### Text provided
#####
By Alex Konrad, contributor
Carbonite, the popular provider of online data backup services, decided to jump into a volatile market to list yesterday and open trading today. It decided to forge ahead even after having to lower its proposed IPO by more than a quarter in size, as my Fortune colleague Dan Primack noted yesterday. The unlikely move seems to have payed off -- for now.
In what appears like an alternating day pattern of returns for the market this week, Carbonite’s (CARB) stock stayed in the green this morning. It is now hovering around $12 for a return of about 20% off its list price of $10. The four most recent IPOs, meanwhile, were all trading at or below their original listing value: Sandridge Permian Trust (PER) was about even; American Capital Mortgage (MTGE) was less than a dollar below; C&J Energy Services (CJES) was about $3 under, and Horizon Pharma (HZNP) was also less than a dollar below its $9 listing.
This week had originally held the potential to be a milestone for IPOs since the recession began, as I wrote Monday. Standard & Poor's downgrade of U.S. debt took care of that prospect. And as late as six hours before the listing, CEO David Friend didn’t know if the company would have the buyers to go through today, according to comments he made on a media conference call this afternoon.
#####
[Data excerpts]
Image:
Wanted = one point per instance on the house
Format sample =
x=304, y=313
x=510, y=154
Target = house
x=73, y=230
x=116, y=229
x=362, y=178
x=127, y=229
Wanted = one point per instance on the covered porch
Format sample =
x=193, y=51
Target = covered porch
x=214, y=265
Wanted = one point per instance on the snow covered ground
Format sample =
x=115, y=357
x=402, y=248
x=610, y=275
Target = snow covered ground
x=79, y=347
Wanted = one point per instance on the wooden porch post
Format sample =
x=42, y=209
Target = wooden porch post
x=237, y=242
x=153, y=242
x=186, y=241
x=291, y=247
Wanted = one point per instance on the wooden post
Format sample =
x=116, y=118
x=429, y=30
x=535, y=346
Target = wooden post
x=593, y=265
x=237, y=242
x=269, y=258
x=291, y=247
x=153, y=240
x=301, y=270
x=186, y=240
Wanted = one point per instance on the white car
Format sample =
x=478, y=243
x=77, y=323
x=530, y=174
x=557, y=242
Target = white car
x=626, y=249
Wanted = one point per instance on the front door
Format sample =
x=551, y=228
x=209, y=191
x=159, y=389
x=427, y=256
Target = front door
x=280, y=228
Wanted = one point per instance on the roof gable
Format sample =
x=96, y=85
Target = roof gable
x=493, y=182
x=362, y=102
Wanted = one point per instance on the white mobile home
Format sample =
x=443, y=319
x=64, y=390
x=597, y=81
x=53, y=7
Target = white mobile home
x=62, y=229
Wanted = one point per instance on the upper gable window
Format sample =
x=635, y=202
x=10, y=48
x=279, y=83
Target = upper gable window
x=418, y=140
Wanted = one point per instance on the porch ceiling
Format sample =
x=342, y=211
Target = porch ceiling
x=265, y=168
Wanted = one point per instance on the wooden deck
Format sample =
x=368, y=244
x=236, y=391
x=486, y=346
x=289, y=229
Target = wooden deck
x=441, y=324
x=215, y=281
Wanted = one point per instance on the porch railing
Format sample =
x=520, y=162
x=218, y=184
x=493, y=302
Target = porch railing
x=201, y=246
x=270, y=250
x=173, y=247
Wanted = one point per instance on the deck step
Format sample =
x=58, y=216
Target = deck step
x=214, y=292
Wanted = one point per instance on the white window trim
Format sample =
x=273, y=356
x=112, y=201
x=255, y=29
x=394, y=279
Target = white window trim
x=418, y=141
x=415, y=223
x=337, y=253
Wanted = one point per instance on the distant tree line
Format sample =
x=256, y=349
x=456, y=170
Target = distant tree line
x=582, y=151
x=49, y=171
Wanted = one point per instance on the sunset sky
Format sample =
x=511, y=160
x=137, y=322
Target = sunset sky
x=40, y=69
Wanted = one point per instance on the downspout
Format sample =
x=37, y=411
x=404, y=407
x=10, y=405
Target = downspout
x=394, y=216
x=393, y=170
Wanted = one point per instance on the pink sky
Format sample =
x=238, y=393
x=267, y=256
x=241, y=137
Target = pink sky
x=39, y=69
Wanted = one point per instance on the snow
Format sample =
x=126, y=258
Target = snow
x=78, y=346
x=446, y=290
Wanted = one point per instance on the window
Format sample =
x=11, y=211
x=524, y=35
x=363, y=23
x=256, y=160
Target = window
#####
### Assigned task 1
In the article on Carbonite's stock market debut, around what price was Carbonite's stock hovering on its first morning of trading?
### Assigned task 2
Pick up the article on Carbonite's stock market debut after its last sentence and continue it.

### Reply 1
About $12, roughly a 20% return on its $10 list price.

### Reply 2
“When we started the road show, all hell broke loose,” Friend said. “People who were sympathetic to our story were still sitting in our meetings staring at their Blackberries with grimaces on their faces.” By lowering its offering price, the company took in less money than it had initially hoped -– a trend for all three of the IPO survivors of the last two weeks. (Sandridge Permian sold below its proposed price range. American Capital Mortgage, meanwhile, sold less than half the number of shares it had planned.) Friend admitted that the company had considered a possible September IPO and the better returns it could offer.
So why not wait until the market settled down? Friend said that the company viewed the market after Labor Day potentially just as volatile. Sticking to a position focused on the long term, he said he only worries about where the stock sits a year or two from now. Carbonite also wanted to go ahead now, picking up cash for “strategic acquisitions” that may lie ahead.
Considering its bumpy road show period narrow escape from the IPO demises all around, the company founded by two Star Wars fans might have had a bit of The Force with it. But Carbonite will have to hope that in future weeks, it doesn’t look back at a 20% return and wish it had lasted.